- **GIVEN DATA**
— Start —

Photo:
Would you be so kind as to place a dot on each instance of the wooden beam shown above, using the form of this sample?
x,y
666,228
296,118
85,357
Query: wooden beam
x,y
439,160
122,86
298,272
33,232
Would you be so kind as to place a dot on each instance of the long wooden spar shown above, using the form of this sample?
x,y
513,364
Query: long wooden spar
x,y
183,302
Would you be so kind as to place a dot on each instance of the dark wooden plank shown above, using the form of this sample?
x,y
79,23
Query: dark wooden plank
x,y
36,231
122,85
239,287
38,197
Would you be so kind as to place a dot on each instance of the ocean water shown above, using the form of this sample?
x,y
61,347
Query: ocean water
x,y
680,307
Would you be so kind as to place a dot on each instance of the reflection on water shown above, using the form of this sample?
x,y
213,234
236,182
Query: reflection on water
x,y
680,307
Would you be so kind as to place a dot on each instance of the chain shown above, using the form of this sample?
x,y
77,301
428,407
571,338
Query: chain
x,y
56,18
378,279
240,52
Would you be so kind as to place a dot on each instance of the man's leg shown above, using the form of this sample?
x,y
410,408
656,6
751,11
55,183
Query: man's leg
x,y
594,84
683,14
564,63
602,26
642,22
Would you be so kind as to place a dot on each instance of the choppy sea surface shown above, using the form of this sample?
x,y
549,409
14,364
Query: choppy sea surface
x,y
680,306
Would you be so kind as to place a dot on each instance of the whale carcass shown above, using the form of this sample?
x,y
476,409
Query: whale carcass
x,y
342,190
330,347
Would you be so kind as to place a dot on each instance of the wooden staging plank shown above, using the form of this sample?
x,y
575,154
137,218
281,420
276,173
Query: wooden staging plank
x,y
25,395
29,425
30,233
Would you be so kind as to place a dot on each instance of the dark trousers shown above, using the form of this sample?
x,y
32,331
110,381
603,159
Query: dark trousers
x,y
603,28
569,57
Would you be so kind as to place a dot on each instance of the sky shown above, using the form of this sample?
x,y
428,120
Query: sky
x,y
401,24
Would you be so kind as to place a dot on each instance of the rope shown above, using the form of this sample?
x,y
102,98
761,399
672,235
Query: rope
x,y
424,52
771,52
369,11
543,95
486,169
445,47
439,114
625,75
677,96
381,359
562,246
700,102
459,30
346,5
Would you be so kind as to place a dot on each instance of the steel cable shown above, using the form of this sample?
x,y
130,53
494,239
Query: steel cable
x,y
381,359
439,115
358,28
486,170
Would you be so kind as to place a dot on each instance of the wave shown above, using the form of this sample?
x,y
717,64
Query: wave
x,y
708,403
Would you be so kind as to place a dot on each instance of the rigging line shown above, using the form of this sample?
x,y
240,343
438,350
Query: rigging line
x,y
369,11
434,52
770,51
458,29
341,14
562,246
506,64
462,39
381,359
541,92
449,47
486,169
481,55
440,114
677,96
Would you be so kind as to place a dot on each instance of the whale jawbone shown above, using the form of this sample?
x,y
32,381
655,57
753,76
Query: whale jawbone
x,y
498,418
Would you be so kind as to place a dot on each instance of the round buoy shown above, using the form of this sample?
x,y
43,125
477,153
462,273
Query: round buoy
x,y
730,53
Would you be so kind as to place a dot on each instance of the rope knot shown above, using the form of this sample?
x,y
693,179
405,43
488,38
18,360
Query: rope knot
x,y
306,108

— End —
— Start —

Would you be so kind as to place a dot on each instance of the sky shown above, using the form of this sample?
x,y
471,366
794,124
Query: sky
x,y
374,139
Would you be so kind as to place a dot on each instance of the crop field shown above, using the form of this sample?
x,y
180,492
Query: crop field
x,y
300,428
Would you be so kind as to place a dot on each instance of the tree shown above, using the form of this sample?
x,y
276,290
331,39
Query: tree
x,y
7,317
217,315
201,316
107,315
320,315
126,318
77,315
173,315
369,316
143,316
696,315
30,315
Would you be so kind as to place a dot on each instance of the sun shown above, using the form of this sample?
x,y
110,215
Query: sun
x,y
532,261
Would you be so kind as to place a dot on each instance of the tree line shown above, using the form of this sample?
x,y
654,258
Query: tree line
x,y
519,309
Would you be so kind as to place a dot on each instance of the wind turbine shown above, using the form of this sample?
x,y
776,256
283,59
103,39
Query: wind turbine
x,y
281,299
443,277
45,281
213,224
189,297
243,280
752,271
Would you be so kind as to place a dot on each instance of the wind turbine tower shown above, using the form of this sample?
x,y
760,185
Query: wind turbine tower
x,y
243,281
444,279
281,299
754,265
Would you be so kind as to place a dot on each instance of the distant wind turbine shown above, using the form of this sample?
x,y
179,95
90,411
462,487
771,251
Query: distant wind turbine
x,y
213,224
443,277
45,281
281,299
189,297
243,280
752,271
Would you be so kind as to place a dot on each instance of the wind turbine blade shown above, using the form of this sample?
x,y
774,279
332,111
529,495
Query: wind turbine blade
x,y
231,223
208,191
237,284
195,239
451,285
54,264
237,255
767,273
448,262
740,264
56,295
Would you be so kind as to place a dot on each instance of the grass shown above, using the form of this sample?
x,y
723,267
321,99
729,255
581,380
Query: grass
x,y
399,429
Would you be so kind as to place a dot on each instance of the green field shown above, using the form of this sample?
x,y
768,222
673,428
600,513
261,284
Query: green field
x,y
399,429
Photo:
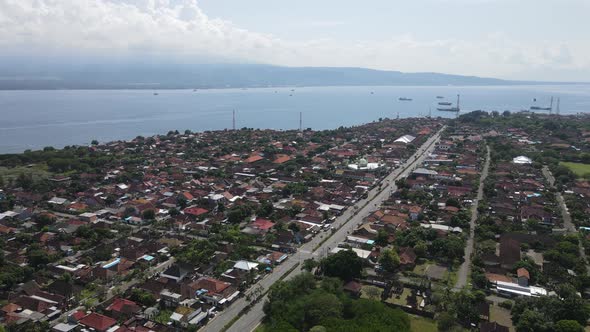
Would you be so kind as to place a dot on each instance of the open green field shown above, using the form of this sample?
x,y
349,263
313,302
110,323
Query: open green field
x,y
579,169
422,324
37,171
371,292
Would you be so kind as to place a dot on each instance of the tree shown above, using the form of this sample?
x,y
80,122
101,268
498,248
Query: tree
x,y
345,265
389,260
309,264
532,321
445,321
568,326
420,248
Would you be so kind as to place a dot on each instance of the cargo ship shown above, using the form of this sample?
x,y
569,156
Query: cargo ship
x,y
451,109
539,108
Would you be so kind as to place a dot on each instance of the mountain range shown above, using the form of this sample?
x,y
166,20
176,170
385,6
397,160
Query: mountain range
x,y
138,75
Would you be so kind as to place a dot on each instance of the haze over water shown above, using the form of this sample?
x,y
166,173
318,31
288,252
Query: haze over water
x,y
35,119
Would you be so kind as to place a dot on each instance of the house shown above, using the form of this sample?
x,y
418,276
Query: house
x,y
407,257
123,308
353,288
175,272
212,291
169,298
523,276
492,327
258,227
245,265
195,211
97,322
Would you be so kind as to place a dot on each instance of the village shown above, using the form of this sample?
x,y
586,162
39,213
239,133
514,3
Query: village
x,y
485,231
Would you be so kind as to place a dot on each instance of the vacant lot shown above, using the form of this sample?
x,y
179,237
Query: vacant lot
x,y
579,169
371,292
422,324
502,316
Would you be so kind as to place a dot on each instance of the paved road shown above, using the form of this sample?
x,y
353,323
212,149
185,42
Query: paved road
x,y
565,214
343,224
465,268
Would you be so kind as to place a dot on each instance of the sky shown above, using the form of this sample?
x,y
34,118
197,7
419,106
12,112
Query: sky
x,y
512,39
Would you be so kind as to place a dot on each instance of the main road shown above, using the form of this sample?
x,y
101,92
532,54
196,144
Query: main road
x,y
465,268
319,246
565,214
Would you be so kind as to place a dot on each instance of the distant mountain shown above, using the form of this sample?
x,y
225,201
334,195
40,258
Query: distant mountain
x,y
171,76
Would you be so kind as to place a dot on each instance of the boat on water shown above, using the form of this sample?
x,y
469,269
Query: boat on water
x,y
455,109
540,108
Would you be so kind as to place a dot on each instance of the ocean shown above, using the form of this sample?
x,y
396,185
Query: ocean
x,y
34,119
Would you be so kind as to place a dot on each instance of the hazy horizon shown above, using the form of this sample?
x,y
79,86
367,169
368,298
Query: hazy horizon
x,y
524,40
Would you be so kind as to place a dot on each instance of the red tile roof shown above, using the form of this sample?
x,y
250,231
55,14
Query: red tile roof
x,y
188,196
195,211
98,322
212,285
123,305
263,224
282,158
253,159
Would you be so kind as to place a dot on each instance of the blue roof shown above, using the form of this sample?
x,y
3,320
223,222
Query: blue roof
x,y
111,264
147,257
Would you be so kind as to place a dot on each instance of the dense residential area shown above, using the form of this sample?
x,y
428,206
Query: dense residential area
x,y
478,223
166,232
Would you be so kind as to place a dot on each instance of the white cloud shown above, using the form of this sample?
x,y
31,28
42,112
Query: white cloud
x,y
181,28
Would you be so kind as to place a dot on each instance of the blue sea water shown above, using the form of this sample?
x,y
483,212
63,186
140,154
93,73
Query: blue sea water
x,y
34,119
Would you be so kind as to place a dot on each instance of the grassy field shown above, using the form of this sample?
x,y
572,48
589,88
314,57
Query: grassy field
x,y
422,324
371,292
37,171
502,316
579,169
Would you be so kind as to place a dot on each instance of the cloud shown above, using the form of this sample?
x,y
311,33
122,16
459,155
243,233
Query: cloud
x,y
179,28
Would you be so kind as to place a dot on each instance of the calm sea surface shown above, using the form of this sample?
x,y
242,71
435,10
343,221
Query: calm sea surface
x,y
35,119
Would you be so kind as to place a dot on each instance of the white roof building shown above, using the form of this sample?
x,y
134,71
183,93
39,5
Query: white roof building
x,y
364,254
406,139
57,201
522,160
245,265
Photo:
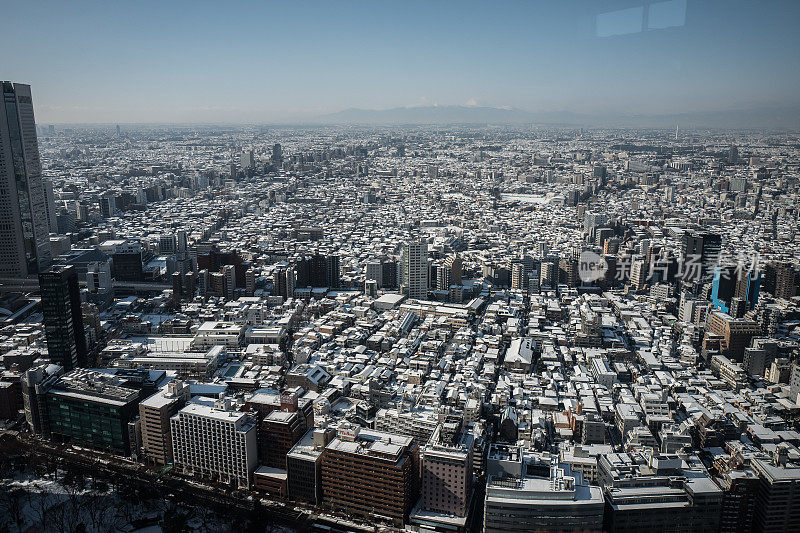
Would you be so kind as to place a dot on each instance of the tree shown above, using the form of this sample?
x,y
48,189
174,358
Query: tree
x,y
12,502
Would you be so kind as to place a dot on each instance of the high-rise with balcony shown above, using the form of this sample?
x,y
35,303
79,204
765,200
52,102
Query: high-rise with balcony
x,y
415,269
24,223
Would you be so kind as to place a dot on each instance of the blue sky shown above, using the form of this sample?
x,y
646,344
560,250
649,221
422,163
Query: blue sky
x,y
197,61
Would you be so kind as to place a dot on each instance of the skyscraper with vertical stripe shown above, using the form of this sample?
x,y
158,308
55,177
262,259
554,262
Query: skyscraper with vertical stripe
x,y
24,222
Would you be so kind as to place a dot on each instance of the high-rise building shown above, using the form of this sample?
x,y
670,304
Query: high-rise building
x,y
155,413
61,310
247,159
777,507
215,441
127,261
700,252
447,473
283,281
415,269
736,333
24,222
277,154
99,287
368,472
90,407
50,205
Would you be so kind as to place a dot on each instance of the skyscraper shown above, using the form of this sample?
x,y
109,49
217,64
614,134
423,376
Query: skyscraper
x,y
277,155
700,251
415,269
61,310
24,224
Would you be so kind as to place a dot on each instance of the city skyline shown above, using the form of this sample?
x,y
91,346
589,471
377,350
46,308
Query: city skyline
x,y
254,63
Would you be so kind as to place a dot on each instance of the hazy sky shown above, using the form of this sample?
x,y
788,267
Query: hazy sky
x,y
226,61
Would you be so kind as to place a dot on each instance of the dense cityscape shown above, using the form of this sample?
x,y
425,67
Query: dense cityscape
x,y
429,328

— End —
— Start —

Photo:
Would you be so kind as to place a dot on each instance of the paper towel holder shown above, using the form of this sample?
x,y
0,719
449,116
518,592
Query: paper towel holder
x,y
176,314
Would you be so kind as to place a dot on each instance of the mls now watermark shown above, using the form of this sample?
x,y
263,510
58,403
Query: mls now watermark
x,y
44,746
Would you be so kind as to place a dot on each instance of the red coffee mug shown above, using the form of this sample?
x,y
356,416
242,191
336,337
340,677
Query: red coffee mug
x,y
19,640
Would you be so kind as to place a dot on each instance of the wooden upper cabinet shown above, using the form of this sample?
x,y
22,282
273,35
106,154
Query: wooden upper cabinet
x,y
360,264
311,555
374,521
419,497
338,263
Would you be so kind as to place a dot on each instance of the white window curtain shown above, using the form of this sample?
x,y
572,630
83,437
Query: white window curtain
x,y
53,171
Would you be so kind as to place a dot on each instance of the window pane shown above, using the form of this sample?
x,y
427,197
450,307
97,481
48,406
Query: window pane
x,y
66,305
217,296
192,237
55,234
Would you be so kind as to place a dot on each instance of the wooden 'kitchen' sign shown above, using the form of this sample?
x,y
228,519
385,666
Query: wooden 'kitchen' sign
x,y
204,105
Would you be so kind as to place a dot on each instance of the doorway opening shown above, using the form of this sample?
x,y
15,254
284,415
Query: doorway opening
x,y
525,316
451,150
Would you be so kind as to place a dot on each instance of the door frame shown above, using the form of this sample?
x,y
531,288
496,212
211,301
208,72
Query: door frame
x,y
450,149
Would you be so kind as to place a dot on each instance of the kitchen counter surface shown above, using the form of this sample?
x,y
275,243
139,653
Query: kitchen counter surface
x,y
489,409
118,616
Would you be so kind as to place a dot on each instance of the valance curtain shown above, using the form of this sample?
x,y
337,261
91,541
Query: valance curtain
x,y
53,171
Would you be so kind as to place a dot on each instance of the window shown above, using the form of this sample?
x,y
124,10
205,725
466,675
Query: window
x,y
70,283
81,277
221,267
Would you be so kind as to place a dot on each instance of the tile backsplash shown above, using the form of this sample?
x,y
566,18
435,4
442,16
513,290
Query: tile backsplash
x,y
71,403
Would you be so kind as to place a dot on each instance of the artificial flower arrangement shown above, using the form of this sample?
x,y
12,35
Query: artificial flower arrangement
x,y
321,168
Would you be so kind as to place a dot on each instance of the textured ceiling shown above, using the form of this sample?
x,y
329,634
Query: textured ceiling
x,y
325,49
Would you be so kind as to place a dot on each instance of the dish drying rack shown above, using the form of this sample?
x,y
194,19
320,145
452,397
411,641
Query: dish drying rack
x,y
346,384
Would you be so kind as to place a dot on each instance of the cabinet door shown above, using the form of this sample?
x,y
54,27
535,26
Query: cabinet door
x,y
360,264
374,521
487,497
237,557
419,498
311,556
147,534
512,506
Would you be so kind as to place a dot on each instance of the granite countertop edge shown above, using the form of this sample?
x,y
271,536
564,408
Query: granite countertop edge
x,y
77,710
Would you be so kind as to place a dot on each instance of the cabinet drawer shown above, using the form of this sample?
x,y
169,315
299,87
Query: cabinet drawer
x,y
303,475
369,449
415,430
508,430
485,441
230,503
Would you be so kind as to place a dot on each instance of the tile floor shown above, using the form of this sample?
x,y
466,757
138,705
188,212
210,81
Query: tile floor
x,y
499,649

— End —

- **EXERCISE DETAILS**
Pick out every line in the rows above that contains the word "vacant", treating uppercase and lowercase as different, and copy each of those lines.

- **REPLY TO THE EXERCISE**
Would you be so kind as to place a dot on each instance of the vacant lot shown above, using the form of this sample?
Query: vacant lot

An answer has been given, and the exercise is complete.